+++ TEXT BLOCK
Global stocks rallied the most this year, the euro strengthened and commodities jumped on speculation policy makers will take steps to revive the slowing economy. Australia’s currency surged after a report showed the gross domestic product grew at twice the projected rate.
The MSCI All-Country World Index and the Standard & Poor’s 500 Index each added 2.3 percent at 4 p.m. New York time, the biggest gains for both since Dec. 20. The euro strengthened 0.9 percent to $1.2568 and jumped 1.6 percent versus the yen. The Australian dollar rose 1.8 percent against the U.S. currency. Germany’s 10-year bund yield increased 13 basis points and the rate on U.S. Treasury note added eight points as investors pursued riskier assets. The S&P GSCI gauge of commodities gained 1.3 percent as oil rallied.
Global equities erased their losses since last week’s report showing the weakest U.S. jobs growth in a year. European Central Bank President Mario Draghi said officials stand ready to act as the euro region’s growth outlook worsens. Federal Reserve Bank of Atlanta President Dennis Lockhart said extending Operation Twist, the central bank’s stimulus program that lengthen maturities of debt on its balance sheet, is an “option on the table.”
“There’s always hope that some magic tool would be found,” Ron Florance, managing director of investment strategy for Wells Fargo Private Bank, said in a telephone interview from Phoenix. His firm manages $169 billion. “There’s no sense of any economic recovery on the near-term horizon for Europe. Things could get worse. Investors tend to be optimists. So they are always hoping for something better.”
Finance ministers and central bank governors from the world’s leading economies agreed to coordinate their response to the financial turmoil on a conference call yesterday. Officials said they would work together to help Spain and Greece put their public finances on a sustainable footing.
Warren Buffett, the billionaire chairman of Berkshire Hathaway Inc., said he expects the U.S. economy to avoid another recession as long as Europe can contain its debt crisis. There won’t be a recession “unless events in Europe develop in some way that spills over here big-time,” Buffett said yesterday at the Economic Club of Washington.
The Fed said today that the U.S. economy maintained a moderate pace of growth as factory output rose and the real- estate market improved. Its Beige Book survey based on reports from its 12 district banks used similar language to the previous report in April.
Bank of America Corp., United Technologies Corp., Caterpillar Inc. (CAT:US) and Cisco Systems Inc. helped lead gains in all 30 stocks in the Dow Jones Industrial Average, which surged 286.84 points to 12,414.79. Home Depot Inc. (HD:US), the largest U.S. home-improvement retailer, climbed 3.4 percent after increasing its stock repurchase plan.
Chesapeake Energy Corp. (CHK:US) rallied 7.1 percent as the company was said to be in advanced talks to sell pipelines to Global Infrastructure Partners for more than $4 billion (CHK:US). Monsanto Co. advanced 3 percent after the largest seed company said it will repurchase as much as $1 billion of shares as rising profit boosts the company’s cash hoard to a record.
++++++
*JOBS*
[1] Copy the passage of the stock market article that begins at the words "Global stocks rallied" and stops after the words "as oil rallied.".
[2] Write the next part of the stock market article, picking up after its final sentence.
The data after this point is separate from the stock market article.
+++ DATA PROVIDED
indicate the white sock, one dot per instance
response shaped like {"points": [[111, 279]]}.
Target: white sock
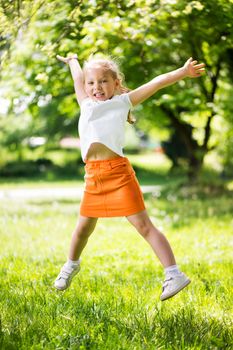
++++++
*ANSWERS PROVIDED*
[1]
Global stocks rallied the most this year, the euro strengthened and commodities jumped on speculation policy makers will take steps to revive the slowing economy. Australia’s currency surged after a report showed the gross domestic product grew at twice the projected rate.
The MSCI All-Country World Index and the Standard & Poor’s 500 Index each added 2.3 percent at 4 p.m. New York time, the biggest gains for both since Dec. 20. The euro strengthened 0.9 percent to $1.2568 and jumped 1.6 percent versus the yen. The Australian dollar rose 1.8 percent against the U.S. currency. Germany’s 10-year bund yield increased 13 basis points and the rate on U.S. Treasury note added eight points as investors pursued riskier assets. The S&P GSCI gauge of commodities gained 1.3 percent as oil rallied.

[2]
The S&P 500 fell as much as 9.9 percent from this year’s peak in April through last week amid concern about a global slowdown. The gauge slid 2.5 percent on June 1 after Labor Department data showed employers added 69,000 jobs in May, trailing the median economist estimate for a gain of 150,000. The index started the week trading at 12.9 times reported earnings, the cheapest valuation in six months, according to data compiled by Bloomberg.
The 10-year Treasury yield climbed for a third day, reaching a one-week high of 1.66 percent. The 30-year U.S. bond’s yield added nine basis points to 2.73 percent. The Dollar Index, a gauge of the currency against six major peers, slid 0.8 percent for its biggest drop in five months.
Ten- and 30-year yields reached record lows of 1.4387 percent and 2.5089 percent on June 1 after the jobs report. The yields reached their 2012 highs in March, 3.49 percent for long bonds and 2.40 percent for 10-years.
Sugar, cotton and silver rallied at least 3.2 percent to lead gains in 20 of 24 commodities tracked by the S&P GSCI.
Crude oil rose 0.9 percent to $85.02 a barrel in New York. An indicator known as the relative strength index shows the fuel may be poised for a rebound. Its 14-day RSI has been below 30 since May 11, the longest stretch in 26 years. The figure, which identifies possible turning points in markets, dropped to 16.3 on June 1, the lowest level since February 1986.
The Stoxx Europe 600 Index (SXXP) surged 2.3 percent, the most in since Nov. 30, as the U.K. market reopened after a two-day public holiday. HSBC Holdings Plc added 4.7 percent as Sanford C. Bernstein & Co. said in a note that impairments are falling at Britain’s high-street banks. Barclays Plc (BARC) jumped 8.2 percent, its biggest gain since January, Lloyds Banking Group Plc increased 5.2 percent and Royal Bank of Scotland Group Plc rose 6.7 percent.
Officials in Germany and the European Union are exploring ways to rescue Spanish banks, Reuters reported, citing unnamed sources familiar with the discussions. Lawyers are examining treaties to see if Spain could get money from rescue finds without being subjected to a full economic-adjustment plan, the news service reported.
The 17-nation euro rose to a one-week high against the dollar amid speculation the world’s leading economies will collaborate on a response to Europe’s crisis, boosting demand for the region’s assets. The euro briefly pared its gain versus the American currency as Draghi said there were “increased downside risks” to the economy.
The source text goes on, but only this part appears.